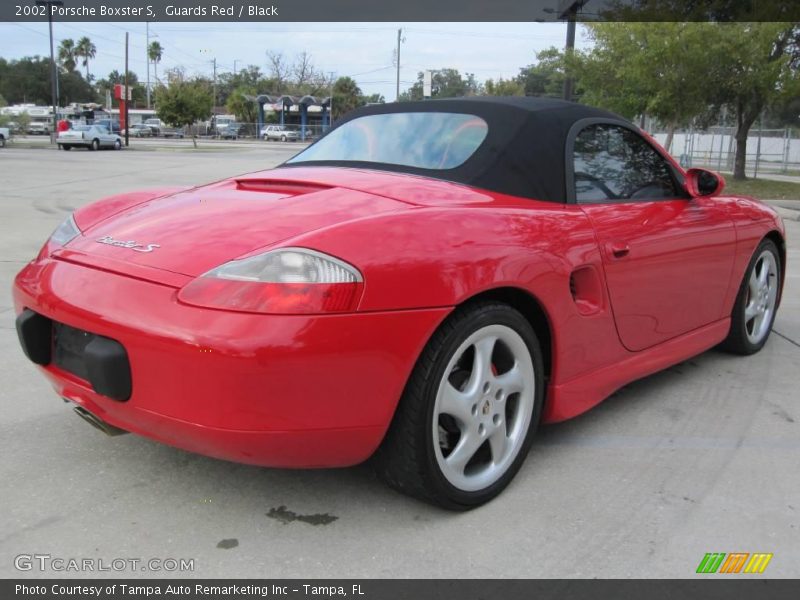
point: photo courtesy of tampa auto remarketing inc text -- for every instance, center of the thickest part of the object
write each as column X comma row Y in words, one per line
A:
column 454, row 300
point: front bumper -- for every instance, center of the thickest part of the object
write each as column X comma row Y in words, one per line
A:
column 272, row 390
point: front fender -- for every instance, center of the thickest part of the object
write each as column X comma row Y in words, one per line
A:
column 96, row 212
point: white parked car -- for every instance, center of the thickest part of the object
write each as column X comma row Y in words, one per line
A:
column 93, row 137
column 278, row 132
column 155, row 125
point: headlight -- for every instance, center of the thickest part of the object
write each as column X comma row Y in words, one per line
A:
column 66, row 232
column 284, row 281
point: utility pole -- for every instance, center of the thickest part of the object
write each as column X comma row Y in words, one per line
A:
column 568, row 9
column 214, row 61
column 125, row 95
column 53, row 72
column 330, row 108
column 147, row 58
column 399, row 39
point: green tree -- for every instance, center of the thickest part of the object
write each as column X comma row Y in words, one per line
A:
column 66, row 55
column 445, row 83
column 374, row 99
column 760, row 70
column 637, row 69
column 503, row 87
column 546, row 76
column 346, row 96
column 86, row 51
column 182, row 103
column 242, row 104
column 155, row 52
column 679, row 72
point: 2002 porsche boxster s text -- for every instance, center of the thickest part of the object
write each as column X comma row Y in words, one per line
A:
column 425, row 285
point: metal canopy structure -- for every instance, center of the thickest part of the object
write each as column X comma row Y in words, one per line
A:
column 283, row 103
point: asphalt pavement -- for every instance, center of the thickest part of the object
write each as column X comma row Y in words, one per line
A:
column 702, row 457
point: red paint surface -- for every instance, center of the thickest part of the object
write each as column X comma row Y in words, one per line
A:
column 657, row 282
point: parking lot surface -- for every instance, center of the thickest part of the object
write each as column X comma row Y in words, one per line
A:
column 700, row 458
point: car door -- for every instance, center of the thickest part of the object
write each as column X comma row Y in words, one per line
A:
column 667, row 257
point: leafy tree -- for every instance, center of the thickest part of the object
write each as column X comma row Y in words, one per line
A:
column 67, row 55
column 636, row 69
column 72, row 87
column 546, row 76
column 374, row 99
column 760, row 69
column 182, row 103
column 445, row 83
column 242, row 104
column 503, row 87
column 155, row 51
column 679, row 72
column 86, row 51
column 346, row 96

* **OBJECTIVE**: Revise the entire listing above so that "thickest part" becomes "widest part" everywhere, keeping everything else the same. Leave the pictures out of your answer.

* **ANSWER TO THIS TASK**:
point: photo courtesy of tampa auto remarketing inc text -- for every instance, center of the widest part of the object
write each as column X comma row Y in words, one per line
A:
column 454, row 300
point: front bumper -- for every instance, center of the widest part of the object
write each as column X comma row Y in words, one per line
A:
column 272, row 390
point: front fender -- for every instance, center of the widest part of the object
write each as column X comma row Y in words, one per line
A:
column 96, row 212
point: white parked car -- for every instance, center of the widest part of the object
write each as column X comma row Y in words, one per line
A:
column 93, row 137
column 278, row 132
column 155, row 125
point: headlight -- for every instance, center of the widest part of the object
write each as column X comma row Y in words, one per line
A:
column 66, row 232
column 284, row 281
point: utility pole -- for every instance, center of the widest part of the object
write each as column X comma row Y in words, one per line
A:
column 568, row 9
column 214, row 61
column 125, row 95
column 53, row 72
column 330, row 108
column 147, row 58
column 399, row 39
point: green tree -- for every instance, center of the widest part of the object
write each as column X comma row Y in words, one per line
A:
column 66, row 55
column 445, row 83
column 374, row 99
column 760, row 70
column 637, row 69
column 503, row 87
column 546, row 76
column 346, row 96
column 86, row 51
column 182, row 103
column 242, row 104
column 155, row 52
column 679, row 72
point: 2002 porsche boxster s text -- for every instance, center of the widest part of the object
write each as column X comma row Y in words, one per line
A:
column 425, row 285
point: metal canopy structure -- for every instance, center of the widest part of the object
write each as column X comma row Y in words, one per line
A:
column 283, row 103
point: asphalt pavement -- for every instance, center of the widest part of the object
write each as column X comma row Y in words, one per line
A:
column 702, row 457
point: red paint surface -- for every instance, center of the widest part of the object
write each as column X comma row Y in words, one per line
A:
column 657, row 282
point: parking lot surface -- for every instance, center of the widest part of the object
write each as column X comma row Y in words, one per line
A:
column 700, row 458
point: car door -- for every instance, center of the widest part of the object
write each as column X comma row Y in words, one per line
A:
column 667, row 257
point: leafy tree -- for every instance, center of the widest part of the object
write each as column X comma row Y in words, one per line
A:
column 67, row 55
column 636, row 69
column 72, row 87
column 546, row 76
column 374, row 99
column 760, row 69
column 182, row 103
column 445, row 83
column 242, row 104
column 503, row 87
column 155, row 51
column 679, row 72
column 86, row 51
column 346, row 96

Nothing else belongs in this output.